INSTRUCTIONS FOR THE TASK
Which lines make up the answer? Those from the line with "Guideline: the keypoint for each instance of the white door" through the end of the data; reproduce them exactly.

MATERIAL FOR THIS EXERCISE
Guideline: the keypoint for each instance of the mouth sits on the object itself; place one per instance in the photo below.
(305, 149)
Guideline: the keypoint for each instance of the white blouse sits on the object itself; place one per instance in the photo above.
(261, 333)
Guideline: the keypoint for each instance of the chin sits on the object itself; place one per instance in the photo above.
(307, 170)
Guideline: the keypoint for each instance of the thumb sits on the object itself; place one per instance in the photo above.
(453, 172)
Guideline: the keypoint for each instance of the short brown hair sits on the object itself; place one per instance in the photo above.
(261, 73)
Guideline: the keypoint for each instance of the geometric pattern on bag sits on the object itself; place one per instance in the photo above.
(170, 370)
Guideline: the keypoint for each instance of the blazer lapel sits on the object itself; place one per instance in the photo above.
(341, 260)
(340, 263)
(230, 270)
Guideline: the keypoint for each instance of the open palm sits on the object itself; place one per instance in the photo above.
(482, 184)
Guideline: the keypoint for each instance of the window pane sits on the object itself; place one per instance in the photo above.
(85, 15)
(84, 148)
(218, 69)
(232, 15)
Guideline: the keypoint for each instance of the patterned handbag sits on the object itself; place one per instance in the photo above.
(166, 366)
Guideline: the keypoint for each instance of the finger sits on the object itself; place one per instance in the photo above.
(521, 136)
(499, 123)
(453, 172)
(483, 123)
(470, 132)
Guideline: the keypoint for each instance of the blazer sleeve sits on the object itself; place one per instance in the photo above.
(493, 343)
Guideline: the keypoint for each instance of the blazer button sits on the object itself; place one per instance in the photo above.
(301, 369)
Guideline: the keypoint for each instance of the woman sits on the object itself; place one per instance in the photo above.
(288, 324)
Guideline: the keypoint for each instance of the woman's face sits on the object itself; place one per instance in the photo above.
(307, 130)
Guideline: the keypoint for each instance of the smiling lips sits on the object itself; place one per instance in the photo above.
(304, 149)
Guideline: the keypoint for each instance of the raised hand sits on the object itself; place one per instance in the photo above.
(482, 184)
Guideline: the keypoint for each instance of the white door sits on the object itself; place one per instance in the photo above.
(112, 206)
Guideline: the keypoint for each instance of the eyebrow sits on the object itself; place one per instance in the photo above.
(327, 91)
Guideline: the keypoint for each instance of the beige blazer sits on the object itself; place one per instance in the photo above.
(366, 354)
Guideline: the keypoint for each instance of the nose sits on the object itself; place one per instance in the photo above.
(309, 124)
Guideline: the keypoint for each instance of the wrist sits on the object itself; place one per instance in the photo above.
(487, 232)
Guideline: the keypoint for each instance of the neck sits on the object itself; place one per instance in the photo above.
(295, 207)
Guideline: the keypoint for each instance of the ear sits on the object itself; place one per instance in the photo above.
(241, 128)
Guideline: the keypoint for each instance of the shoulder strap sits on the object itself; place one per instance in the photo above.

SOLUTION
Guideline: the keypoint for each instance of the white door sits on the object itself; place one per instance in the photo above.
(112, 206)
Guideline: the keypoint for each instance of the eyebrow sits on the object itself; place one per instance in the photo above.
(327, 91)
Guideline: the keypoint for each instance of the beige blazer sits on the object itself; place one per instance in the photo above.
(366, 354)
Guideline: the keypoint for each instance of the nose sits on the object itself; place one per instance in the photo above.
(309, 124)
Guideline: the keypoint for each instance of the wrist sits on the object itself; place one per instance in the photo above.
(487, 232)
Guideline: the keypoint for each instance of the neck sits on the object itself; place one per instance in the photo above.
(295, 207)
Guideline: the keypoint for each instance of the ear sits on the object itself; place one per instance in the photo above.
(241, 128)
Guideline: the keypoint for each instance of the shoulder strap sits on the object itself; place one per instance in the photo above.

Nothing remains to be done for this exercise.